_Document section_:
++++++++

I’ve had a few BFFs in my lifetime, though I suppose they were more BFs since nothing lasts forever.

In high school my best friend was Marta G.  We all called her Markee and she was probably the sweetest girl in our clique.  She didn’t join in when there was gossip or backbiting – at least I don’t remember her participating.  Perhaps she did and my reminiscence has colored the memory.  One particular memory I know is not complete.  I didn’t follow our high school sports much but one year a few of us went to one of the home football games.  Markee was sick with a nasty cold but she showed up anyway, a bottle of Nyquil® in tow.  By the time the game ended she was completely wasted on cold medicine and the part I don’t remember clearly is how we all got home that night but I do know she survived so she must not have OD’d too badly on the nasty stuff.

++++++++

_Your objective_:
In the passage about best friends, what nickname did everyone use for Marta G.?

++++++++

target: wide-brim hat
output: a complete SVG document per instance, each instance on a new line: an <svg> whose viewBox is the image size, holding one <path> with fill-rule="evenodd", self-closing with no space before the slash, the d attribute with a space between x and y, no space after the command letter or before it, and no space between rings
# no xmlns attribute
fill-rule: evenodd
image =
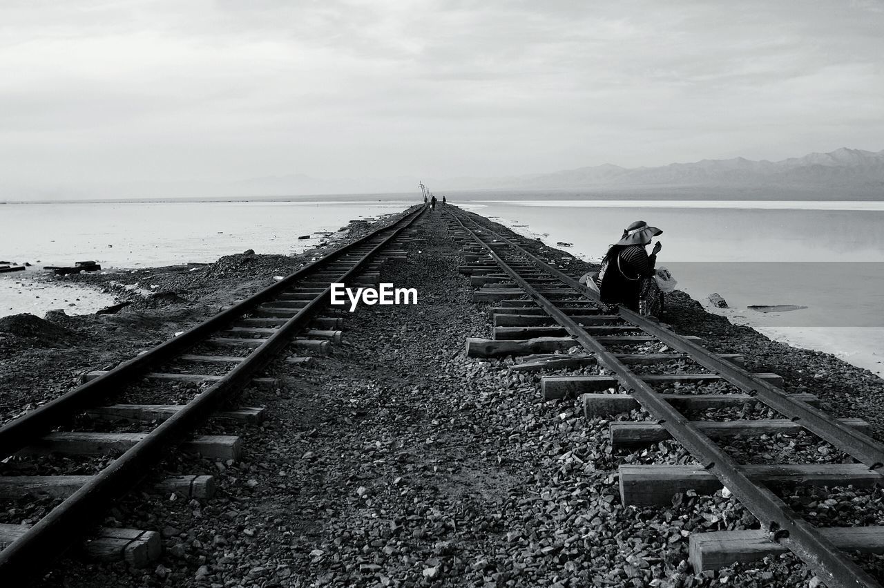
<svg viewBox="0 0 884 588"><path fill-rule="evenodd" d="M623 238L617 245L647 245L651 240L663 232L656 226L648 226L644 220L636 220L623 231Z"/></svg>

++++++++

_Your response_:
Markee